**Aim 1**
In the profile of home builder Lee Wetherington, what is his company's annual employee turnover, and what is the industry average it is compared with?
**Aim 2**
List every technology investment that the profile of home builder Lee Wetherington says he made in his business.
**Aim 3**
Extend the profile of home builder Lee Wetherington by writing what comes next after its final paragraph.

**Excerpt to read**
───

Yet other builders consider Wetherington an innovator. He's a style leader, says Pat Neal of Neal Communities, the developer of University Park and other large-scale projects. "Home builders figure if Lee can do it, we can do it," Neal says. "When Lee added granite to his kitchens, everybody added granite. When he reduced the size of the living room and put it in the family room, everybody changed the size ratio."

Being first with new features has been a critical element in his success, Wetherington agrees. Early on, he decided he would include new features and upgrades in the basic cost of the house. He was the first builder to standardize Corian kitchen counter tops and one of the first to switch from vinyl floors to tile and to use intricate ceiling designs. He was also one of the first builders to merchandize his models so that they looked like people lived there. Visitors would find baseball caps hanging from hooks and tennis rackets leaning up against a bedroom wall.

Visitors to a Lee Wetherington home would know they were going to spend more money, but they were also going to get a higher quality, better-looking product. And as his brand continued to build, says Wetherington, "I was able to start inching my prices up and add more and more to the house. That drove my profit up."

He invested much of that profit back into the business, especially in technology, computerizing his bookkeeping so that as soon suppliers raised their prices it would show up in his costs and he could raise his own prices commensurately. He developed a Web site, bought computerized drawing software and established intranet communication between salespeople at models.

But even with all this investment, in the mid-'90s, Wetherington noticed profits slipping. "My net to the bottom line was running in the six to seven percent range, and then it started to drop off a point a year," he says. "When it got to four percent I knew there was something wrong but I didn't know what it was." He asked a consulting firm in Orlando to evaluate his company in 2000. "We have good news and bad news," they told him. "The bad news is you will be bankrupt in 18 months. The good news is we can save you."

Wetherington restructured the entire company, firing his top administrators-"they hijacked my company and I didn't know it"-and hired Bill Hager, now his chief operating officer and "the glue that holds this place together," he says. He's now careful to look for employees with "principles," and at this point in his career, he has developed a knack for finding and recognizing top people. "It's a talent, a gift," he insists. And in an industry plagued by employee turnover, he's worked to reward and retain his staff. His employees share in company profits, with 7.5 percent of annual profits distributed back to them. He also offers employees flex time. The result: Annual employee turnover, he says, is two percent as opposed to the industry average of 60 percent.

───

**Given entries**
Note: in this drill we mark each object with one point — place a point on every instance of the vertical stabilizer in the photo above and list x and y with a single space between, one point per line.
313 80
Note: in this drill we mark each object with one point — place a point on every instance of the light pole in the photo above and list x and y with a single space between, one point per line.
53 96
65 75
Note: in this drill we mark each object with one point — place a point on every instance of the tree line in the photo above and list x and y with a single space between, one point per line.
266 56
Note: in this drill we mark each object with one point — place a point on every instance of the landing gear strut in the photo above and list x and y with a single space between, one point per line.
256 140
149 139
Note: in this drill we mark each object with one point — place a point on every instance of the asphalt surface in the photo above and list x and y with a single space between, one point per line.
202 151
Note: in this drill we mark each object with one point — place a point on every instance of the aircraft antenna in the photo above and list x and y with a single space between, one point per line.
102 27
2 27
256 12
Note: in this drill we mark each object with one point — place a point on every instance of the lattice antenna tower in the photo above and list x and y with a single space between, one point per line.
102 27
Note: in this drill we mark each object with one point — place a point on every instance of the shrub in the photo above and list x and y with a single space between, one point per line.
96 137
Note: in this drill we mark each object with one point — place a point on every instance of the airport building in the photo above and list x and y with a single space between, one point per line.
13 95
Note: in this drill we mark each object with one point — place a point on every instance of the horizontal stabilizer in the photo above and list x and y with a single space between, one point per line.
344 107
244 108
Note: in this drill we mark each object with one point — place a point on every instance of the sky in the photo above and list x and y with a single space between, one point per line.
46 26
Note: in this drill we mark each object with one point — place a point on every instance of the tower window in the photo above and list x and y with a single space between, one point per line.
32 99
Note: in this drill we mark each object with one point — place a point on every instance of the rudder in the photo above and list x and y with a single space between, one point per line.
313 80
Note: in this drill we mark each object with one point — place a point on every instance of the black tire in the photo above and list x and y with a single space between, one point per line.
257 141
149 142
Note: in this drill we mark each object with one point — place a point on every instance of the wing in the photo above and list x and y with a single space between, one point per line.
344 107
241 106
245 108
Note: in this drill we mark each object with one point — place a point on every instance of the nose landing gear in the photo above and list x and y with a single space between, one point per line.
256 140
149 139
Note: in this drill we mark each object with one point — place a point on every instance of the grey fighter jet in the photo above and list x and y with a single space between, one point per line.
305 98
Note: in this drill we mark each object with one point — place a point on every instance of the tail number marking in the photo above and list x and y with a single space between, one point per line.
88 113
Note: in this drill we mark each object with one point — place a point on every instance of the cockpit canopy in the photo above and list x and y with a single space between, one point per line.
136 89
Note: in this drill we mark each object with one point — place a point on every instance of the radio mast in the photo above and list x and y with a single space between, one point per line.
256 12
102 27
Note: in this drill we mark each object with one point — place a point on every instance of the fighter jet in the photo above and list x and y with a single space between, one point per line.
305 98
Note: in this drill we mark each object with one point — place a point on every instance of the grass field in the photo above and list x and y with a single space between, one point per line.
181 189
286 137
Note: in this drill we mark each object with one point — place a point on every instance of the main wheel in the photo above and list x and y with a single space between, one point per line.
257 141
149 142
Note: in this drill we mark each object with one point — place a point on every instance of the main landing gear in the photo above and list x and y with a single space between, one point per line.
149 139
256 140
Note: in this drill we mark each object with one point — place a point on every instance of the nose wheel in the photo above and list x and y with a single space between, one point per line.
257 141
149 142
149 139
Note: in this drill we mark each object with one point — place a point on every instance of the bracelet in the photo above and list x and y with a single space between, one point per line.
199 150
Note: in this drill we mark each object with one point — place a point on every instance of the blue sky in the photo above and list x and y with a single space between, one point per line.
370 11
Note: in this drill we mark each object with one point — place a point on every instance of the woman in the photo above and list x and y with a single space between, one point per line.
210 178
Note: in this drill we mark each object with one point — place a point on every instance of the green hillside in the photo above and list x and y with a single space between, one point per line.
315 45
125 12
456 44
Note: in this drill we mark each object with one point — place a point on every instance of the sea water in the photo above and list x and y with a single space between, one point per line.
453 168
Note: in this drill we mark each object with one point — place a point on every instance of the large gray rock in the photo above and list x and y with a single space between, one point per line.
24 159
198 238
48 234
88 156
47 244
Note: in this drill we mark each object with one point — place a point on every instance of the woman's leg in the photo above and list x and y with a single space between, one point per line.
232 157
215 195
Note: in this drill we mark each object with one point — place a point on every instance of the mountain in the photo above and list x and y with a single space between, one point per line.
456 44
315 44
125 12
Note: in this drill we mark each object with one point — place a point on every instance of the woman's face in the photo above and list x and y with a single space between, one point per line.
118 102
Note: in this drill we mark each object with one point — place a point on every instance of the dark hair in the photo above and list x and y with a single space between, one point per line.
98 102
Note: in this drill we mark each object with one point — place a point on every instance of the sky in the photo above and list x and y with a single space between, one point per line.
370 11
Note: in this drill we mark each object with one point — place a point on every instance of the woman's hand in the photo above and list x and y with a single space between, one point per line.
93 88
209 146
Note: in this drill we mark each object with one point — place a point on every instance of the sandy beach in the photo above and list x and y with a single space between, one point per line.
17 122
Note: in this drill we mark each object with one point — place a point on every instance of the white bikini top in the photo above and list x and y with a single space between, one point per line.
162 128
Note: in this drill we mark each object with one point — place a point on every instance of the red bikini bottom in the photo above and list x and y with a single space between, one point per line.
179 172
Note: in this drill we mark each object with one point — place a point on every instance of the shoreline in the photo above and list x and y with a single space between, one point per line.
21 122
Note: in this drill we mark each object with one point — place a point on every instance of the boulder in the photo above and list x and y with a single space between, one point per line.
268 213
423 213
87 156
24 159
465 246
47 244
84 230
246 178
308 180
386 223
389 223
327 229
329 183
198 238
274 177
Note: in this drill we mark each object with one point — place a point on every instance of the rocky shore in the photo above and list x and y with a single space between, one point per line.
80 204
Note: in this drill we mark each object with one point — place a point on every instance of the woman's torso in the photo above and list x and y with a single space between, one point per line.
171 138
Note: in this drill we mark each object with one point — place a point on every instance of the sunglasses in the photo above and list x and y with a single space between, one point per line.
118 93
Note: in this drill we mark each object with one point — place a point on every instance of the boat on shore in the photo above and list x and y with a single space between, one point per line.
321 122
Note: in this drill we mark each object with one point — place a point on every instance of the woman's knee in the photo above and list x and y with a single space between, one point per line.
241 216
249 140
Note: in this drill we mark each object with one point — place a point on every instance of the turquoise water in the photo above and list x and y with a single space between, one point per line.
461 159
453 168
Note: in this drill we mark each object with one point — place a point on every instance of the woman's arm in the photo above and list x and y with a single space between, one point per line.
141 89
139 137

───

**Final result 1**
His company's annual employee turnover is two percent, compared with an industry average of 60 percent.

**Final result 2**
- Computerized bookkeeping
- A Web site
- Computerized drawing software
- Intranet communication between salespeople at models

**Final result 3**
Wetherington has also established a reputation among his subcontractors for fairness. He even calls them trade partners. "There's a lot of builders out there who will beat you down to nothing," says Danny Via, president and CEO of Danny Via Plumbing, which has done all of Wetherington's plumbing since he began 16 years ago. "Lee won't beat people down to the last penny." Paying subcontractors well works, Via explains, "because if you don't, people don't do their best work."

Through his leadership in industry associations, Wetherington has worked not only to promote builders' image and interests, but to influence issues that affect the larger community. For example, he's an outspoken advocate for affordable housing, which will require changes in permitting procedures and in public attitudes, he says. "It's going to take five county commissioners to stand up to the neighborhood people coming in, saying 'I don't want them to live next to my single-family home because it will drive down my value,'" he says. "We need to have a place where single mothers, policemen, nurses, teachers, government employees, the people who work in newspapers, can get close in and co-mingle with the rest of us. They're not less than us. They're the same as us."

And in his own company, he continues to look ahead. Today, his homes are priced from $210,000 to $1.5 million, with the company's bread and butter in the $250,000 to $700,00 price range. He plans to increase the number of luxury custom homes built from five percent of the business today to 20 percent in the next three years. In the next two to four years, he also will be building an attached product-duplexes, four-plexes and two-and three-story townhomes-in the $175,000 to $250,000 range for the avalanche of Baby Boomers who are starting to arrive. He's looking for raw land to start developing communities aimed at the aging but still active Boomers.

He has no plans to retire or sell to anyone but his employees. "I get offers two to three times a year," he says, "but I'm going to ESOP [employee stock ownership plans] this thing. I've promised my employees that. I won't ever stop working, though. They're going to find me dead one day at that computer at that desk."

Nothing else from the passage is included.